RECORDS:
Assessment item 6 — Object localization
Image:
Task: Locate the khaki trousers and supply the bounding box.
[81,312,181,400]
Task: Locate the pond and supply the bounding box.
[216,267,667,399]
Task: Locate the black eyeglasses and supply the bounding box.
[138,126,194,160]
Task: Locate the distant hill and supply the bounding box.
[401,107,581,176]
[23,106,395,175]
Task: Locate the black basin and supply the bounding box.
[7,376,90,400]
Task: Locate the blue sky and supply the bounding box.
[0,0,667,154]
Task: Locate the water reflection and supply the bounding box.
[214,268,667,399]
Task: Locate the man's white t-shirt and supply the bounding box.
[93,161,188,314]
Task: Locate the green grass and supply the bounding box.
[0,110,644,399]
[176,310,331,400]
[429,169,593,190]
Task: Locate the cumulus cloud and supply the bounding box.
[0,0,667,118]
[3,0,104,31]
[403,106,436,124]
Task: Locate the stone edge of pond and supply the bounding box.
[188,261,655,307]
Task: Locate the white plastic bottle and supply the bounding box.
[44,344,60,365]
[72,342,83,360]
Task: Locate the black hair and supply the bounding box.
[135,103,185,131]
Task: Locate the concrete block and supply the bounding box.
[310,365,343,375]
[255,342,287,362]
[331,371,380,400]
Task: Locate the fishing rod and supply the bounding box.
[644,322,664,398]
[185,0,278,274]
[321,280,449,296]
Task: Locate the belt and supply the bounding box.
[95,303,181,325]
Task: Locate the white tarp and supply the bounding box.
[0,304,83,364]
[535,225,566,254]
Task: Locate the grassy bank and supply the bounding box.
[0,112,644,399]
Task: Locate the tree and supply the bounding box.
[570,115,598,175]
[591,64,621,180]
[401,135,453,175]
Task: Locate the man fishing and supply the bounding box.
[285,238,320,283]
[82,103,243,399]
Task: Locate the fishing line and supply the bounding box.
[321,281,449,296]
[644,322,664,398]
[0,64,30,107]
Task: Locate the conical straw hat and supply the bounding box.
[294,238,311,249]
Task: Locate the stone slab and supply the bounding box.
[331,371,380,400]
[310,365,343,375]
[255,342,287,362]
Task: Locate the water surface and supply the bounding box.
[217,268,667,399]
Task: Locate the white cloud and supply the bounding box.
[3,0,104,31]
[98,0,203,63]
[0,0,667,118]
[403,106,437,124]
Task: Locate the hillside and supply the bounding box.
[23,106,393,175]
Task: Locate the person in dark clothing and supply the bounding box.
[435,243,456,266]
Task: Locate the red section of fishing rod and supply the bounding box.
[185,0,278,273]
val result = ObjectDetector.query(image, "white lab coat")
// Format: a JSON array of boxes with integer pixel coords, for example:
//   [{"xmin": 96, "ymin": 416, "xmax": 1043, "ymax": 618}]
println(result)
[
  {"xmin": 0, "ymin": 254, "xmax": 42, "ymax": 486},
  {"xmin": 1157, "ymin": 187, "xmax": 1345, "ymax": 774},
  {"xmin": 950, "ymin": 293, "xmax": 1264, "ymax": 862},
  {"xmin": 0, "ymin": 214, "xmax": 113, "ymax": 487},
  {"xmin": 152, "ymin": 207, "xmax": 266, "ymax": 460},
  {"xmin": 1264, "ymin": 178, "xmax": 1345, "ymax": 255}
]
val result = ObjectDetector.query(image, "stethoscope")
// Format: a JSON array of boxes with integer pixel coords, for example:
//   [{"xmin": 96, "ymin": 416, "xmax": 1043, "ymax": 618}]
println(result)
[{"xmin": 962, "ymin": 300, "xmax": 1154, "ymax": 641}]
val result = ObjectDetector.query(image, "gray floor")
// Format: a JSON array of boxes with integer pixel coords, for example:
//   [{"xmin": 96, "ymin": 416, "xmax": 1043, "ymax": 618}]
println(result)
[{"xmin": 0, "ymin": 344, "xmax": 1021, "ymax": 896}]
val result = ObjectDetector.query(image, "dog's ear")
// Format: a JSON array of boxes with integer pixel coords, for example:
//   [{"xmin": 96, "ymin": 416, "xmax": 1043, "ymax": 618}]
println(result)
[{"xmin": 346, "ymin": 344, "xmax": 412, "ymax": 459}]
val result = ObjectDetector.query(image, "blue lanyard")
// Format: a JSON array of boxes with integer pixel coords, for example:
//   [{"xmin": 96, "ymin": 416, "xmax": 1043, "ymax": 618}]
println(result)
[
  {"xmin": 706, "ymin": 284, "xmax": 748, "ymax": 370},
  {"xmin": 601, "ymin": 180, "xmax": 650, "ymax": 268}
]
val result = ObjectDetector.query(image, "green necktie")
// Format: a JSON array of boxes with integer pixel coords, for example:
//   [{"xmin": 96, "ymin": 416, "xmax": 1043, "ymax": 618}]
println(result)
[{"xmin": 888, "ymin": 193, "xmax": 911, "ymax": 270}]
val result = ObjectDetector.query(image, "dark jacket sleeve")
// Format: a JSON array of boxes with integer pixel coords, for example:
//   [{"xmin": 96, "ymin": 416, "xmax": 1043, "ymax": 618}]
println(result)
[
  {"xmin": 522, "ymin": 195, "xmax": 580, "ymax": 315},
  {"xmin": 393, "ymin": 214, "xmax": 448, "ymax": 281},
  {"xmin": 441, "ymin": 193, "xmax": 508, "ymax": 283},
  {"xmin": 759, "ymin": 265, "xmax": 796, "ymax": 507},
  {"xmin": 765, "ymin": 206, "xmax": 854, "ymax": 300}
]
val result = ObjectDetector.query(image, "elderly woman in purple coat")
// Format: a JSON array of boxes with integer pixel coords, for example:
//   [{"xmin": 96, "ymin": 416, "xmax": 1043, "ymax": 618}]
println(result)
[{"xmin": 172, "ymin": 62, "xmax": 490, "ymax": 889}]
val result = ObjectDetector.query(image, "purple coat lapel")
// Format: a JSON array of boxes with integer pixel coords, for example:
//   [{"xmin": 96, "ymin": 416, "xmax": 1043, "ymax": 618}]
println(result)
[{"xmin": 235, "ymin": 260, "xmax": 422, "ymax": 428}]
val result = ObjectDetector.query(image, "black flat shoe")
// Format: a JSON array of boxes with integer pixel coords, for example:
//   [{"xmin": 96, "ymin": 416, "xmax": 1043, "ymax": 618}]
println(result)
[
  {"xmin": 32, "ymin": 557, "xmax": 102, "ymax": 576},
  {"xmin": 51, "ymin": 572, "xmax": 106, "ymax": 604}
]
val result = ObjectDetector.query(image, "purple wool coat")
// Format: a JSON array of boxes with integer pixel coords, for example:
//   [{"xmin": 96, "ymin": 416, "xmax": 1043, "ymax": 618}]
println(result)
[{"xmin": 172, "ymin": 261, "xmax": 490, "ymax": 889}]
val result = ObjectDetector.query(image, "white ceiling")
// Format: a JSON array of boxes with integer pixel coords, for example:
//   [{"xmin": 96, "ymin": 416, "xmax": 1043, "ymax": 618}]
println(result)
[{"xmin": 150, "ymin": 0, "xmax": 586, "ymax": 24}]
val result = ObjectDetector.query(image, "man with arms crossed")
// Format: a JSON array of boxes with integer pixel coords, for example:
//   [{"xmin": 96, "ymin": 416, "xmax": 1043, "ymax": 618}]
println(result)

WHAT YOU SHOULD DO: Rewrite the data above as a numbered list, one line per item, leaving out any blank lines.

REPLY:
1. Assessment item 6 — Object localization
2. Image:
3. Task: Locate the khaki trousers and supply the bounding box.
4. [81,312,181,400]
5. Task: Locate the pond and supply the bounding box.
6. [216,267,667,399]
7. Task: Locate the black eyeglasses and supply the bounding box.
8. [138,126,194,160]
9. Task: Locate the distant hill and supply the bounding box.
10. [401,107,581,176]
11. [23,106,395,175]
12. Task: Locate the black basin and supply the bounding box.
13. [7,376,90,400]
14. Task: Locate the blue sky and supply the bounding box.
15. [0,0,667,154]
16. Task: Locate the water reflection and supply the bounding box.
17. [214,268,667,399]
18. Task: Locate the man's white t-shirt and supply the bounding box.
19. [93,161,188,314]
20. Task: Locate the green grass and supply the bounding box.
21. [0,110,644,399]
22. [176,310,331,400]
23. [429,169,593,190]
24. Task: Locate the cumulus cloud and supply the bounding box.
25. [0,0,667,118]
26. [3,0,104,31]
27. [403,106,436,124]
28. Task: Locate the stone edge of pond and supply the bounding box.
29. [188,261,655,307]
30. Task: Locate the white plastic bottle and supply the bounding box.
31. [44,344,60,365]
32. [72,342,83,360]
33. Task: Locate the black hair and supply the bounding box.
34. [135,103,185,131]
35. Task: Locate the concrete block and supply the bounding box.
36. [310,365,343,375]
37. [255,342,287,362]
38. [331,371,380,400]
39. Task: Locate the fishing rod and supply the bounding box.
40. [644,322,664,398]
41. [185,0,278,274]
42. [321,280,449,296]
43. Task: Locate the belt and supply the bounding box.
44. [95,303,181,325]
45. Task: Locate the white tarp and supply the bounding box.
46. [0,304,83,364]
47. [535,225,566,254]
48. Task: Locate the grassy bank and supply the bounding box.
49. [0,112,644,399]
50. Task: Locate the tree and supply the bounding box.
51. [570,115,598,175]
52. [591,64,621,180]
53. [401,135,453,175]
54. Task: Locate the man fishing and supply the bounding box.
55. [285,238,320,283]
56. [82,103,243,399]
57. Task: Locate the fishing line and supply the bounding box.
58. [321,281,449,296]
59. [644,322,664,398]
60. [0,64,30,107]
61. Task: Locate the conical straw hat and supply the bounding box.
62. [294,238,311,249]
63. Task: Locate the stone slab and supply the bounding box.
64. [331,371,380,400]
65. [310,365,343,375]
66. [255,342,287,362]
67. Task: Locate the water surface and supply the bounding box.
68. [217,268,667,399]
69. Task: Locate the white cloud and supply the bounding box.
70. [3,0,104,31]
71. [98,0,203,63]
72. [0,0,667,118]
73. [403,106,437,124]
74. Task: Locate the hillside and supply the bounding box.
75. [23,106,393,175]
76. Task: Locate the person in dark clothing and supply the bounding box.
77. [435,243,456,266]
78. Task: Locate the red section of fishing rod and supply the bounding box.
79. [185,0,278,273]
80. val result = ObjectDetector.query(image, "white lab coat")
81. // Format: a JSON array of boxes with integer pixel coords, for example:
82. //   [{"xmin": 96, "ymin": 416, "xmax": 1043, "ymax": 618}]
83. println(result)
84. [
85.   {"xmin": 0, "ymin": 254, "xmax": 42, "ymax": 486},
86.   {"xmin": 1157, "ymin": 187, "xmax": 1345, "ymax": 774},
87.   {"xmin": 950, "ymin": 293, "xmax": 1264, "ymax": 862},
88.   {"xmin": 0, "ymin": 214, "xmax": 113, "ymax": 487},
89.   {"xmin": 152, "ymin": 207, "xmax": 266, "ymax": 460},
90.   {"xmin": 1264, "ymin": 178, "xmax": 1345, "ymax": 255}
91. ]
92. val result = ObjectDetector.query(image, "stethoscope")
93. // Format: a JSON array of boxes with integer pixel coords, for example:
94. //   [{"xmin": 96, "ymin": 416, "xmax": 1043, "ymax": 618}]
95. println(result)
96. [{"xmin": 962, "ymin": 300, "xmax": 1154, "ymax": 641}]
97. val result = ObjectDetector.query(image, "gray floor")
98. // Format: a JSON array of boxes with integer pixel coords, for example:
99. //   [{"xmin": 96, "ymin": 416, "xmax": 1043, "ymax": 618}]
100. println(result)
101. [{"xmin": 0, "ymin": 344, "xmax": 1021, "ymax": 896}]
102. val result = ObjectDetector.query(image, "dog's ear")
103. // Format: a JSON array of boxes with integer pixel coords, for example:
104. //   [{"xmin": 96, "ymin": 416, "xmax": 1043, "ymax": 618}]
105. println(result)
106. [{"xmin": 346, "ymin": 344, "xmax": 412, "ymax": 459}]
107. val result = ObjectDetector.query(image, "blue lanyard")
108. // Format: a JSON array of boxes with integer pixel coords, for example:
109. //   [{"xmin": 96, "ymin": 416, "xmax": 1043, "ymax": 618}]
110. println(result)
111. [
112.   {"xmin": 706, "ymin": 284, "xmax": 748, "ymax": 370},
113.   {"xmin": 601, "ymin": 180, "xmax": 650, "ymax": 268}
114. ]
115. val result = ObjectDetector.query(image, "green necktie")
116. // Format: a JSON array of boxes with integer pixel coords, for example:
117. //   [{"xmin": 96, "ymin": 416, "xmax": 1043, "ymax": 618}]
118. println(result)
119. [{"xmin": 888, "ymin": 193, "xmax": 911, "ymax": 270}]
120. val result = ObjectDetector.query(image, "dark jacket sleeve")
121. // Format: a JSON array of boxes with integer pixel coords, for example:
122. //   [{"xmin": 96, "ymin": 416, "xmax": 1043, "ymax": 618}]
123. println(result)
124. [
125.   {"xmin": 522, "ymin": 195, "xmax": 580, "ymax": 315},
126.   {"xmin": 393, "ymin": 214, "xmax": 448, "ymax": 281},
127.   {"xmin": 441, "ymin": 193, "xmax": 508, "ymax": 283},
128.   {"xmin": 759, "ymin": 265, "xmax": 796, "ymax": 507},
129.   {"xmin": 765, "ymin": 206, "xmax": 854, "ymax": 300}
130. ]
131. val result = ObjectDetector.query(image, "elderly woman in purple coat")
132. // Format: a JSON array of boxes with integer pixel coords, for example:
133. //   [{"xmin": 96, "ymin": 416, "xmax": 1043, "ymax": 618}]
134. println(result)
135. [{"xmin": 172, "ymin": 62, "xmax": 490, "ymax": 889}]
136. val result = ObjectDetector.query(image, "purple coat lapel")
137. // Format: a JSON array of boxes with integer pixel coords, for example:
138. //   [{"xmin": 96, "ymin": 416, "xmax": 1043, "ymax": 618}]
139. println(result)
140. [{"xmin": 235, "ymin": 260, "xmax": 422, "ymax": 428}]
141. val result = ObjectDetector.query(image, "black flat shoe")
142. // Format: a JSON array of boxes with integer pixel coords, for example:
143. //   [{"xmin": 96, "ymin": 416, "xmax": 1043, "ymax": 618}]
144. println(result)
145. [
146.   {"xmin": 32, "ymin": 557, "xmax": 102, "ymax": 576},
147.   {"xmin": 51, "ymin": 572, "xmax": 106, "ymax": 604}
148. ]
149. val result = ObjectDetector.query(image, "purple wool coat")
150. // Format: a JSON array of boxes with integer pixel coords, for example:
151. //   [{"xmin": 96, "ymin": 416, "xmax": 1043, "ymax": 618}]
152. println(result)
153. [{"xmin": 172, "ymin": 261, "xmax": 490, "ymax": 889}]
154. val result = ObjectDetector.query(image, "white ceiling")
155. // Format: a JSON array of boxes with integer pixel coords, for example:
156. //   [{"xmin": 96, "ymin": 416, "xmax": 1043, "ymax": 618}]
157. println(result)
158. [{"xmin": 150, "ymin": 0, "xmax": 586, "ymax": 24}]
159. val result = ObjectDetector.query(image, "man with arms crossed")
160. // Format: a JSON array of boxes with integer pixel coords, for example:
161. //   [{"xmin": 96, "ymin": 416, "xmax": 1043, "ymax": 618}]
162. println(result)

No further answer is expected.